PROMPT —
Exactly retype the lines below from the one containing "of the purple" through the end of the listing. Leave pictures out.

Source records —

────────

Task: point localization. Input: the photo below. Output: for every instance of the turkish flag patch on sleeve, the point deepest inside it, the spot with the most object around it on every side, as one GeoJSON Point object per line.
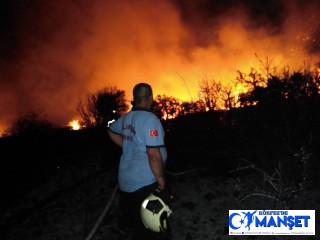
{"type": "Point", "coordinates": [153, 133]}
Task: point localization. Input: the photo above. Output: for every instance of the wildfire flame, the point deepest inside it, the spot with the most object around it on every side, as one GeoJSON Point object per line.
{"type": "Point", "coordinates": [75, 125]}
{"type": "Point", "coordinates": [172, 45]}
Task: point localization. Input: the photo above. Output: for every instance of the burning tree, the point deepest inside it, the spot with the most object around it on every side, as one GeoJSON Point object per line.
{"type": "Point", "coordinates": [104, 105]}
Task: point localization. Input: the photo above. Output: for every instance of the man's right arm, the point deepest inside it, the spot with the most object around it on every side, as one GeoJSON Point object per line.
{"type": "Point", "coordinates": [116, 138]}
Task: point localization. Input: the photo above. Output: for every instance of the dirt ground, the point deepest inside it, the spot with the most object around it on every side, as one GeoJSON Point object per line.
{"type": "Point", "coordinates": [68, 206]}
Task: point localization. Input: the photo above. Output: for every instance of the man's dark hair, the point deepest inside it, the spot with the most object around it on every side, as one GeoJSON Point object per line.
{"type": "Point", "coordinates": [141, 92]}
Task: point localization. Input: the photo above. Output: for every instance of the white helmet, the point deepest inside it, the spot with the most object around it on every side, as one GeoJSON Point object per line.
{"type": "Point", "coordinates": [154, 213]}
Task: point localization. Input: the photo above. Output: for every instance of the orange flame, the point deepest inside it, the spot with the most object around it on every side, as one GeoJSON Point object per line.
{"type": "Point", "coordinates": [75, 125]}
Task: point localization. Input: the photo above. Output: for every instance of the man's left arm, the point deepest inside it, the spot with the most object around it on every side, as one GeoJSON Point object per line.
{"type": "Point", "coordinates": [157, 166]}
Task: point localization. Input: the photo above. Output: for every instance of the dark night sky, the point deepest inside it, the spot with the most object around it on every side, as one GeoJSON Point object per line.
{"type": "Point", "coordinates": [52, 53]}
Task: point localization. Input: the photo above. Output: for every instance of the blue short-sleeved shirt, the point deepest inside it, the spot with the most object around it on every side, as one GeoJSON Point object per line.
{"type": "Point", "coordinates": [140, 129]}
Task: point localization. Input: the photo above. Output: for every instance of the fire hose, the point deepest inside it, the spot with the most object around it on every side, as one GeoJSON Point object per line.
{"type": "Point", "coordinates": [106, 209]}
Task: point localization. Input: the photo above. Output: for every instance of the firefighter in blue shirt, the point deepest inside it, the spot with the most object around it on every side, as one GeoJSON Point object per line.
{"type": "Point", "coordinates": [142, 164]}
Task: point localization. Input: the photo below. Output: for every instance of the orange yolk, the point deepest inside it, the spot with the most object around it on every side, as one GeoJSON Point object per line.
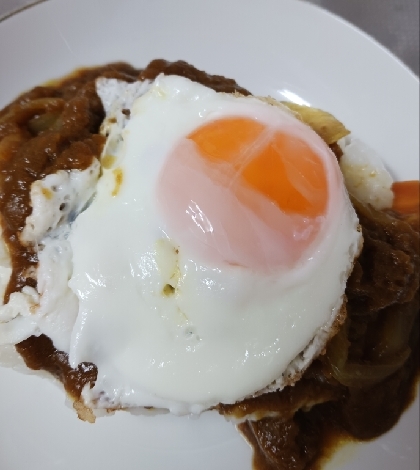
{"type": "Point", "coordinates": [278, 165]}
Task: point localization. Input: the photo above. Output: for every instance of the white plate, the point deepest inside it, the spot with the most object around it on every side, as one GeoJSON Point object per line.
{"type": "Point", "coordinates": [283, 48]}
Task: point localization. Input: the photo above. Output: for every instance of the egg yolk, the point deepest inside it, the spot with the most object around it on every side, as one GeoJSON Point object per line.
{"type": "Point", "coordinates": [278, 165]}
{"type": "Point", "coordinates": [241, 192]}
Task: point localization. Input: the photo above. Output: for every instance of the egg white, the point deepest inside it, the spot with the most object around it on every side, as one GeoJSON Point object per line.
{"type": "Point", "coordinates": [224, 332]}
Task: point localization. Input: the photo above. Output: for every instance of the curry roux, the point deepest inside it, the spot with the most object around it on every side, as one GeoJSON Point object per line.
{"type": "Point", "coordinates": [56, 126]}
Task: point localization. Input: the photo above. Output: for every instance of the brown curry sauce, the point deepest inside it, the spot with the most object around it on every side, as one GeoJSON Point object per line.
{"type": "Point", "coordinates": [57, 127]}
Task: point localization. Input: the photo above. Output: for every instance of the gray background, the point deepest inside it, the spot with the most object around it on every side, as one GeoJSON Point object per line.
{"type": "Point", "coordinates": [394, 23]}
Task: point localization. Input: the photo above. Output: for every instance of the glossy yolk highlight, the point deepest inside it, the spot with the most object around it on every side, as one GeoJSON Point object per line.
{"type": "Point", "coordinates": [239, 192]}
{"type": "Point", "coordinates": [278, 165]}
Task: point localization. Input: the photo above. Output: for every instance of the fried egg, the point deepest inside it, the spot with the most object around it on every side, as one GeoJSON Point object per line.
{"type": "Point", "coordinates": [213, 259]}
{"type": "Point", "coordinates": [204, 258]}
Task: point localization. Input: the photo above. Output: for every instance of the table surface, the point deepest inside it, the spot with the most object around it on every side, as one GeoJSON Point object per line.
{"type": "Point", "coordinates": [394, 23]}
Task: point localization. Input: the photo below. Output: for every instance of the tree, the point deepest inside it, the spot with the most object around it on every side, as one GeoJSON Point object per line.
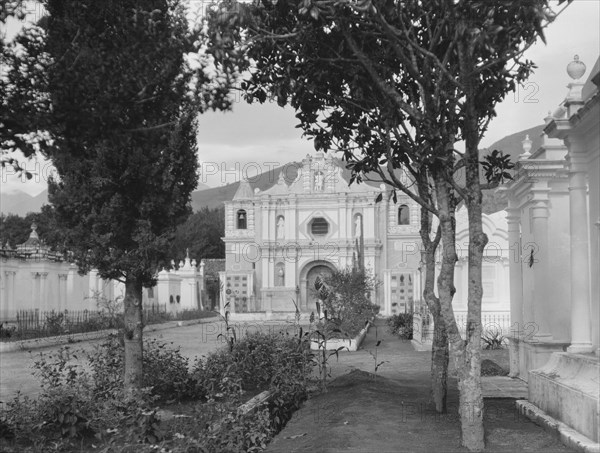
{"type": "Point", "coordinates": [394, 85]}
{"type": "Point", "coordinates": [122, 102]}
{"type": "Point", "coordinates": [24, 112]}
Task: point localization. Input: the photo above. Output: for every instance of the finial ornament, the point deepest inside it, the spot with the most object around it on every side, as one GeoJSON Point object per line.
{"type": "Point", "coordinates": [526, 147]}
{"type": "Point", "coordinates": [576, 68]}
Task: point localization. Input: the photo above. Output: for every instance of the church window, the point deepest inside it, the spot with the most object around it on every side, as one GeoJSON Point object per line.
{"type": "Point", "coordinates": [319, 227]}
{"type": "Point", "coordinates": [403, 215]}
{"type": "Point", "coordinates": [241, 219]}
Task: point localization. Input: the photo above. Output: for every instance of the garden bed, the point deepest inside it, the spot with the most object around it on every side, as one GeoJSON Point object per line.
{"type": "Point", "coordinates": [235, 399]}
{"type": "Point", "coordinates": [332, 344]}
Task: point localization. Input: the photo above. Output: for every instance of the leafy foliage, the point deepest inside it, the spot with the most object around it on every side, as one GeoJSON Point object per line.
{"type": "Point", "coordinates": [493, 339]}
{"type": "Point", "coordinates": [345, 295]}
{"type": "Point", "coordinates": [81, 405]}
{"type": "Point", "coordinates": [401, 325]}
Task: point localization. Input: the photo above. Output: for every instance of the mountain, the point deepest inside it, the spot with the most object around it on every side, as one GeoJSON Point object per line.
{"type": "Point", "coordinates": [214, 197]}
{"type": "Point", "coordinates": [20, 203]}
{"type": "Point", "coordinates": [511, 144]}
{"type": "Point", "coordinates": [201, 187]}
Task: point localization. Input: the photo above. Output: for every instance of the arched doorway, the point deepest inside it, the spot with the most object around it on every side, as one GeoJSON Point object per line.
{"type": "Point", "coordinates": [308, 276]}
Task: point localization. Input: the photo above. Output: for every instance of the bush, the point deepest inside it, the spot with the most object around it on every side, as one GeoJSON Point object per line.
{"type": "Point", "coordinates": [493, 340]}
{"type": "Point", "coordinates": [84, 405]}
{"type": "Point", "coordinates": [346, 303]}
{"type": "Point", "coordinates": [401, 325]}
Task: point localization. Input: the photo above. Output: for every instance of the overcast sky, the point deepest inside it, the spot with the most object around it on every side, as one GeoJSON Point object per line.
{"type": "Point", "coordinates": [253, 137]}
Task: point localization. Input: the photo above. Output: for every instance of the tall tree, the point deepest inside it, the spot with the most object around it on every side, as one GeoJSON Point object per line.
{"type": "Point", "coordinates": [120, 101]}
{"type": "Point", "coordinates": [394, 85]}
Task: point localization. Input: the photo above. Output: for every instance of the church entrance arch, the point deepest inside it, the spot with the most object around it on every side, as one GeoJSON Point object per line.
{"type": "Point", "coordinates": [308, 276]}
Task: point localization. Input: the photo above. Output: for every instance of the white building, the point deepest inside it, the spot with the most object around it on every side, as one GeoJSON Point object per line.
{"type": "Point", "coordinates": [33, 277]}
{"type": "Point", "coordinates": [553, 215]}
{"type": "Point", "coordinates": [279, 240]}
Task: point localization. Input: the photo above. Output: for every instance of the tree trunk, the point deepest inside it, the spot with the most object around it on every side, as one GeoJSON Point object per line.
{"type": "Point", "coordinates": [439, 360]}
{"type": "Point", "coordinates": [132, 335]}
{"type": "Point", "coordinates": [470, 376]}
{"type": "Point", "coordinates": [466, 354]}
{"type": "Point", "coordinates": [439, 349]}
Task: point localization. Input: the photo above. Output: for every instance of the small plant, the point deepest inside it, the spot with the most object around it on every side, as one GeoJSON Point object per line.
{"type": "Point", "coordinates": [7, 332]}
{"type": "Point", "coordinates": [376, 363]}
{"type": "Point", "coordinates": [401, 325]}
{"type": "Point", "coordinates": [493, 339]}
{"type": "Point", "coordinates": [231, 337]}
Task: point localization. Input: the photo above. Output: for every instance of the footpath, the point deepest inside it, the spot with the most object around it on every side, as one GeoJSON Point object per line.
{"type": "Point", "coordinates": [390, 411]}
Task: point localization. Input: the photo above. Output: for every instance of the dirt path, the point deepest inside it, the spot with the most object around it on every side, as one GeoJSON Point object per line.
{"type": "Point", "coordinates": [391, 412]}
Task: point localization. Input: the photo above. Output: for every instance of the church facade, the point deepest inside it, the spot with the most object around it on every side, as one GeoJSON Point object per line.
{"type": "Point", "coordinates": [279, 240]}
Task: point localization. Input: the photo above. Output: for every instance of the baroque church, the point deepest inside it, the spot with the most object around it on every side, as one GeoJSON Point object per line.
{"type": "Point", "coordinates": [279, 240]}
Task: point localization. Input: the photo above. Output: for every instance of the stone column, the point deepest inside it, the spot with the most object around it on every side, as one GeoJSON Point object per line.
{"type": "Point", "coordinates": [44, 290]}
{"type": "Point", "coordinates": [516, 285]}
{"type": "Point", "coordinates": [581, 333]}
{"type": "Point", "coordinates": [539, 218]}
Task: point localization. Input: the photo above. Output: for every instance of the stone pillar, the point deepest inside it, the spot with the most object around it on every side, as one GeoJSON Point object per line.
{"type": "Point", "coordinates": [9, 294]}
{"type": "Point", "coordinates": [516, 286]}
{"type": "Point", "coordinates": [62, 292]}
{"type": "Point", "coordinates": [581, 333]}
{"type": "Point", "coordinates": [539, 218]}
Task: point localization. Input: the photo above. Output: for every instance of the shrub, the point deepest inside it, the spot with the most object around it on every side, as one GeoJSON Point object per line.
{"type": "Point", "coordinates": [401, 325]}
{"type": "Point", "coordinates": [81, 405]}
{"type": "Point", "coordinates": [493, 339]}
{"type": "Point", "coordinates": [345, 296]}
{"type": "Point", "coordinates": [7, 332]}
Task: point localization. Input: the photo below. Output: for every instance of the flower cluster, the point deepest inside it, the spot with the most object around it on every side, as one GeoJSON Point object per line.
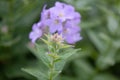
{"type": "Point", "coordinates": [61, 19]}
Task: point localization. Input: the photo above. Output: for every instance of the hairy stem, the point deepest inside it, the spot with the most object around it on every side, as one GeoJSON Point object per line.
{"type": "Point", "coordinates": [52, 70]}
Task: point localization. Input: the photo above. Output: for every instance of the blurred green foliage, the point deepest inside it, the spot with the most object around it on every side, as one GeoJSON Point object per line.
{"type": "Point", "coordinates": [100, 24]}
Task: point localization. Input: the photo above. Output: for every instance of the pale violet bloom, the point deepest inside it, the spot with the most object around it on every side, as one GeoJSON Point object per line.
{"type": "Point", "coordinates": [62, 19]}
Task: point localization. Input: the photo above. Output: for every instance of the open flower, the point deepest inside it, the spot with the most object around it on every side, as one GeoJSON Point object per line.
{"type": "Point", "coordinates": [61, 19]}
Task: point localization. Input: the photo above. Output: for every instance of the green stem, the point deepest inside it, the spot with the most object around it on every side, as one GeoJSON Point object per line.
{"type": "Point", "coordinates": [52, 70]}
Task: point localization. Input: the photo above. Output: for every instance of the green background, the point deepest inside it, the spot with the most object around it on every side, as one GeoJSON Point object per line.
{"type": "Point", "coordinates": [99, 58]}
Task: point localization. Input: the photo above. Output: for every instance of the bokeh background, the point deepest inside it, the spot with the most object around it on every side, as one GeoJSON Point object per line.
{"type": "Point", "coordinates": [99, 58]}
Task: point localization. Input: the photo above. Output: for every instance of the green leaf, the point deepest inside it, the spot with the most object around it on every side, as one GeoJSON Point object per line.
{"type": "Point", "coordinates": [42, 54]}
{"type": "Point", "coordinates": [36, 73]}
{"type": "Point", "coordinates": [68, 53]}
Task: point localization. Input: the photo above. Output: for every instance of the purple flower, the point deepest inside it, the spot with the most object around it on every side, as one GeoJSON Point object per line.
{"type": "Point", "coordinates": [61, 19]}
{"type": "Point", "coordinates": [55, 25]}
{"type": "Point", "coordinates": [36, 32]}
{"type": "Point", "coordinates": [72, 38]}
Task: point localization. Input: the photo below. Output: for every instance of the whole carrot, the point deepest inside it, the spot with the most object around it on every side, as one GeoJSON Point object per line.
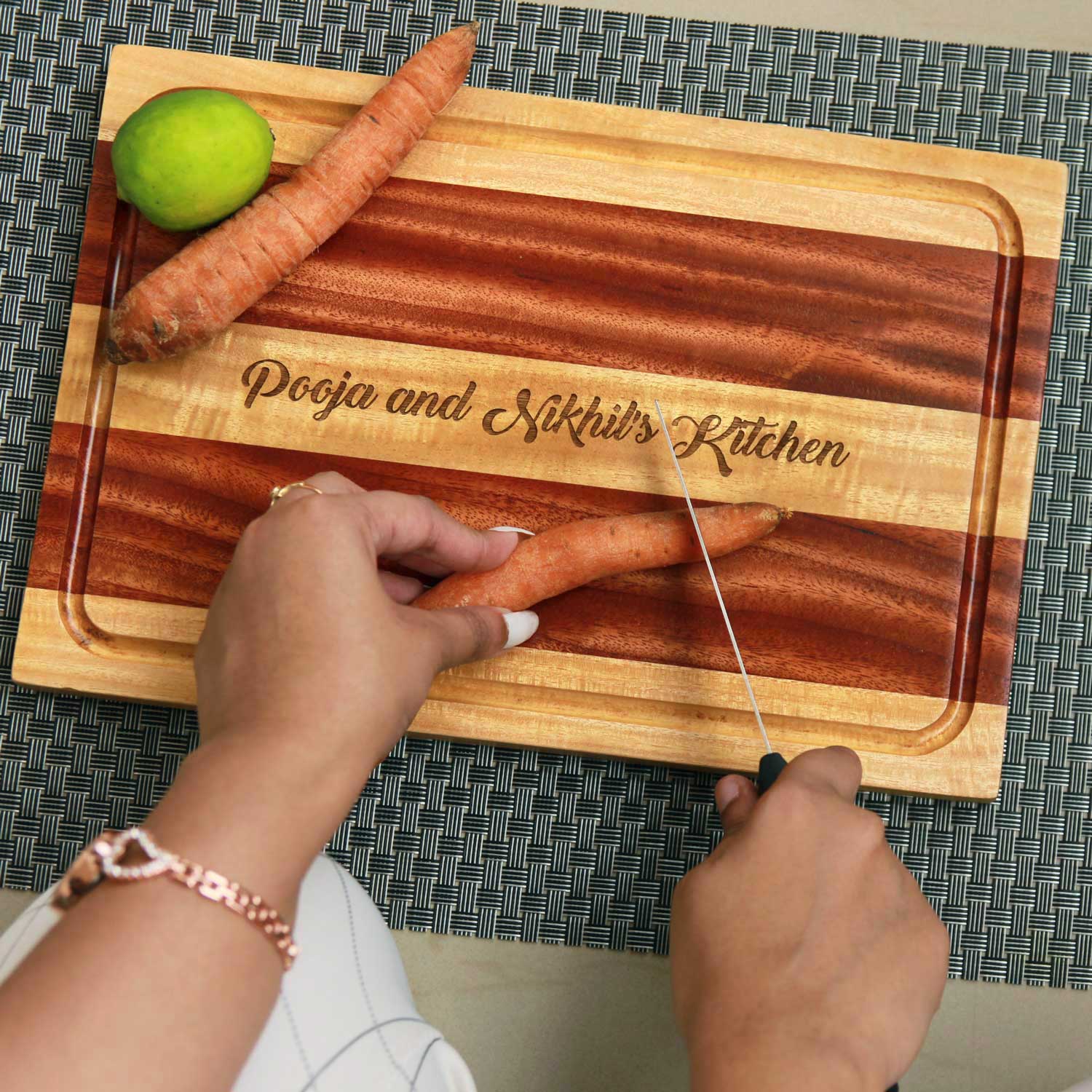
{"type": "Point", "coordinates": [571, 555]}
{"type": "Point", "coordinates": [213, 280]}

────────

RESULT FOR THIS EXERCISE —
Task: point localization. Input: the photo above. Output: for every instance of the purple flower, the point deepest inside it, the spot with the most object around it on every side, as one GeoJSON Point object per line.
{"type": "Point", "coordinates": [61, 19]}
{"type": "Point", "coordinates": [55, 25]}
{"type": "Point", "coordinates": [36, 32]}
{"type": "Point", "coordinates": [72, 38]}
Task: point localization. Input: the photo below. Output: for every instance of the whole carrot, the point deepest inside it, the spot with the most object around it on every side, as one GeoJSON Point object per line.
{"type": "Point", "coordinates": [571, 555]}
{"type": "Point", "coordinates": [213, 280]}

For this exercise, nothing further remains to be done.